## How to complete this task:
In this review of Support the Girls, what is the name of the Texas sports bar where Lisa works as day manager?

** Opening Document section block **

The following should be an obvious point: The setting of a movie is important. By this, I don’t mean that only films settled into certain locales can have value. It’s that the setting — whatever the setting — should inform the storytelling, the characters, the themes. Too often, where a film takes place is an afterthought, or at least incidental. Even when the focus is on the dynamics created within that setting, as is the case with a workplace comedy, the realities of execution lead to a blankness that’s perhaps meant to imbue a sense of the universal, but more often confers nothing more than a lack of personality. A film ideally is broadly relatable, but it shouldn’t feel as though it could be taking place anywhere.
One of the key strengths of Andrew Bujalski’s Support the Girls is that it could only be set where it is set, and yet it contains experiences that are recognizable as true and widely felt. The film is centered on Lisa (Regina Hall), the day manager of a Texas sports bar called Double Whammies, where the staff of young woman are uniformed in tight, midriff-baring tops and shorts made with a bare minimum of fabric. Hooters is the obvious comparison, but Double Whammies is yet further down the food chain, a one-off rather than a chain, pulling in a leering clientele who up their tips when the hospitality efforts include just the right quantity of affectionate arm touches.
The locale is ripe for satire, but that’s not where Bujalski’s interest lies. With a sociologist’s gentleness, he dramatizes the challenges that come with working in such a place, but holds no one up for mockery. Played with marvelous grace by Hall, Lisa is a manager who cares about her workers, but is no-nonsense as well. She extends generosity without allowing herself to lapse into doormat status. When workers commit fireable offenses, that’s exactly the outcome they face. And when the need arises for creative workarounds, Lisa is ready to bend the rules — without quite breaking them — to achieve the desired outcome. It is a testament to both the insights of the Bujalski’s script and balance of his directing that the single day of mounting dilemmas experienced by Lisa never feels like a contrivance. It’s simply tough working for a living beneath the Double Whammies sign.
Support the Girls offers perfect comic commentary while simultaneously giving a skilled cast the chance to develop deeply interesting and stealthily surprising characters. In addition to Hall’s fine work, there are terrific performances by Haley Lu Richardson, as the perpetually upbeat Maci, and newcomer Shayna McHale (better known as the rapper Junglepussy), as the sharper-edged Danyelle. They and the rest of the aces ensemble help immeasurably in filling in the corners and creases of Bujalski’s expertly hand-stitched story. Bujalski made a clear effort to understand the parameters of the setting he depicted, and he also knew to smartly populate the place to ensure his observations ring true. Support the Girls simply gets everything right.

** Closing Document section block **
** Opening Given entries block **

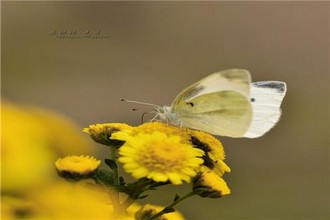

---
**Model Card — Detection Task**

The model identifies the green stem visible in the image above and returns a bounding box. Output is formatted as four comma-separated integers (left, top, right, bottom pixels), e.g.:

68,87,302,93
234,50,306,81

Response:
146,191,196,220
110,147,122,213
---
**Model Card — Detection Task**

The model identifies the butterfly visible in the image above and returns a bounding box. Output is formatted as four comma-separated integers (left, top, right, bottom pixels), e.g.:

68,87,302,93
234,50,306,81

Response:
122,69,286,138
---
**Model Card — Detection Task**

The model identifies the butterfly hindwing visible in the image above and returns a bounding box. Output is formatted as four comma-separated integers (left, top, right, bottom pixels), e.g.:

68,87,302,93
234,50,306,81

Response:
244,81,286,138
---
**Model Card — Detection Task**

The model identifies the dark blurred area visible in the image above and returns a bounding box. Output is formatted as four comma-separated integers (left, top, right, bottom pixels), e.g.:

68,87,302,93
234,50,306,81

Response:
1,1,330,219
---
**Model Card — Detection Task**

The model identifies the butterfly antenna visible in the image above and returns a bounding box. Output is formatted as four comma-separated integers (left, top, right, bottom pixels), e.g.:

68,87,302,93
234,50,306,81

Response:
141,111,157,124
119,98,159,107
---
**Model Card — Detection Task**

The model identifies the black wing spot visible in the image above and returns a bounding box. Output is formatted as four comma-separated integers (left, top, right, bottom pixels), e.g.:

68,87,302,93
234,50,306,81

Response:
186,102,195,107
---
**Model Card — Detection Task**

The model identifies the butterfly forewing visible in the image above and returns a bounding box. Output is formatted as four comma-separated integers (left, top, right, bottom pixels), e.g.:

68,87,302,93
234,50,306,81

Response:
172,69,252,137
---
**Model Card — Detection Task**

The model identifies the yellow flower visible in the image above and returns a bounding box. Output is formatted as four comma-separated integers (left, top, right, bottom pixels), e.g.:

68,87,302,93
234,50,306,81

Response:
83,123,132,147
55,155,101,179
193,172,230,198
135,204,184,220
1,100,95,195
189,130,230,176
131,122,190,143
27,181,120,220
112,131,203,184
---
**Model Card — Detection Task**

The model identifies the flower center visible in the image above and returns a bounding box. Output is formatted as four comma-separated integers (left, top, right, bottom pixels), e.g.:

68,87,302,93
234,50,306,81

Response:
140,142,185,171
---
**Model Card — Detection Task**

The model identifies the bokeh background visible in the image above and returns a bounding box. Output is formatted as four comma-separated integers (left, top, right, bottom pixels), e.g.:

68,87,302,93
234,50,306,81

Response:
1,1,330,219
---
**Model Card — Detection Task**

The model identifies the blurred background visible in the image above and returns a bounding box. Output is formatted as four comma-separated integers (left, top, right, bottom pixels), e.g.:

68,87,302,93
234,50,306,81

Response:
1,2,330,219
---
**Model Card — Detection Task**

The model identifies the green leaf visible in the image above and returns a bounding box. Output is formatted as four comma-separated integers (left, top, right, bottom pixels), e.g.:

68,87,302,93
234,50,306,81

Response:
96,169,114,186
104,159,118,170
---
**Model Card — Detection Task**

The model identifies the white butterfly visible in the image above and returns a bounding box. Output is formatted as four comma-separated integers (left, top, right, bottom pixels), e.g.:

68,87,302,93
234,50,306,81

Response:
156,69,286,138
123,69,286,138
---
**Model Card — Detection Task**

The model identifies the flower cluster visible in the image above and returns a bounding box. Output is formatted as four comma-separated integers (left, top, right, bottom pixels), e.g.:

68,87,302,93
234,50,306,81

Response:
84,122,230,197
55,122,230,220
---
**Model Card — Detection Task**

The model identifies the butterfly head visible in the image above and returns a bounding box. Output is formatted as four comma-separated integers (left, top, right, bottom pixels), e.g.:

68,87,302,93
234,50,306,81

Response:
155,105,180,125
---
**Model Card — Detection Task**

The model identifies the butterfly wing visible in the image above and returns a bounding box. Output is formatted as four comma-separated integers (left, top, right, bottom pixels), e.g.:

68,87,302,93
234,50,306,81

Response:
244,81,286,138
171,69,252,137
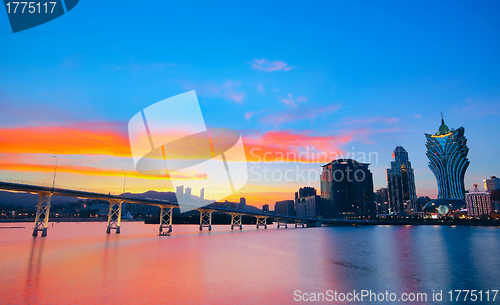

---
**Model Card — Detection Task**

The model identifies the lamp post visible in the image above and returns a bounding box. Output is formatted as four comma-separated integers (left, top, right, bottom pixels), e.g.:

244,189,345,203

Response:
52,156,57,193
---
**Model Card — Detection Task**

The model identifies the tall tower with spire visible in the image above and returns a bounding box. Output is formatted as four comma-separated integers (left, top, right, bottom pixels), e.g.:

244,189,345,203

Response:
425,112,469,199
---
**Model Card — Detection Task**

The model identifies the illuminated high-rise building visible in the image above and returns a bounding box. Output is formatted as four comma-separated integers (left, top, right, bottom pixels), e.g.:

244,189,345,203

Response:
175,185,184,202
465,183,491,217
321,159,376,218
425,113,469,199
387,146,420,214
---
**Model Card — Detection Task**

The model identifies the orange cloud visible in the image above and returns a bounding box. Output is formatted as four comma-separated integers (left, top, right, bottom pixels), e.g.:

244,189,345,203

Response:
243,131,353,163
0,162,207,180
0,122,131,157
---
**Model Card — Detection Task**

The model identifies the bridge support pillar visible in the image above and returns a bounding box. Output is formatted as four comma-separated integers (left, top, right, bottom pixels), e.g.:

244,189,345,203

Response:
231,213,243,230
33,193,52,237
198,210,213,231
277,219,288,229
256,216,267,229
106,200,123,234
158,206,174,236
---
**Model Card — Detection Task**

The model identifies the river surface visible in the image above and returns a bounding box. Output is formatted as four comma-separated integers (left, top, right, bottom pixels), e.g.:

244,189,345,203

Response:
0,222,500,304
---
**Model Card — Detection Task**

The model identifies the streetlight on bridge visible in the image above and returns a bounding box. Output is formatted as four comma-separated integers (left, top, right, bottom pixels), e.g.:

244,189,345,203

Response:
52,156,57,193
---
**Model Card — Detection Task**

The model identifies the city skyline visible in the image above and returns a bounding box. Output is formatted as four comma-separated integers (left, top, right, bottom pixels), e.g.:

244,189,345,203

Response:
0,2,500,206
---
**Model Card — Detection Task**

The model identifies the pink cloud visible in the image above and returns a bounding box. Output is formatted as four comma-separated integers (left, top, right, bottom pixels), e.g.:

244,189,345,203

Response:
182,80,246,103
338,117,399,126
281,93,307,107
251,58,292,72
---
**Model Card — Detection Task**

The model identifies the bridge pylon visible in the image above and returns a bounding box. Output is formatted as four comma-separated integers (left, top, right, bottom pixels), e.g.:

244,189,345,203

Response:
295,220,306,228
33,193,52,237
158,206,174,236
198,210,213,231
276,218,288,229
255,216,268,229
106,200,123,234
231,213,243,230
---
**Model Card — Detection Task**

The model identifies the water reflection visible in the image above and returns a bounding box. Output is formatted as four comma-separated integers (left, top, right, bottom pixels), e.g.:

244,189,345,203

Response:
0,223,500,304
23,237,45,304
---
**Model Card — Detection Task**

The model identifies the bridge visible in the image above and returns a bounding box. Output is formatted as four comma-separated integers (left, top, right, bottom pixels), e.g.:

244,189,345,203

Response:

** Closing Given entries block **

## Task result:
Double Whammies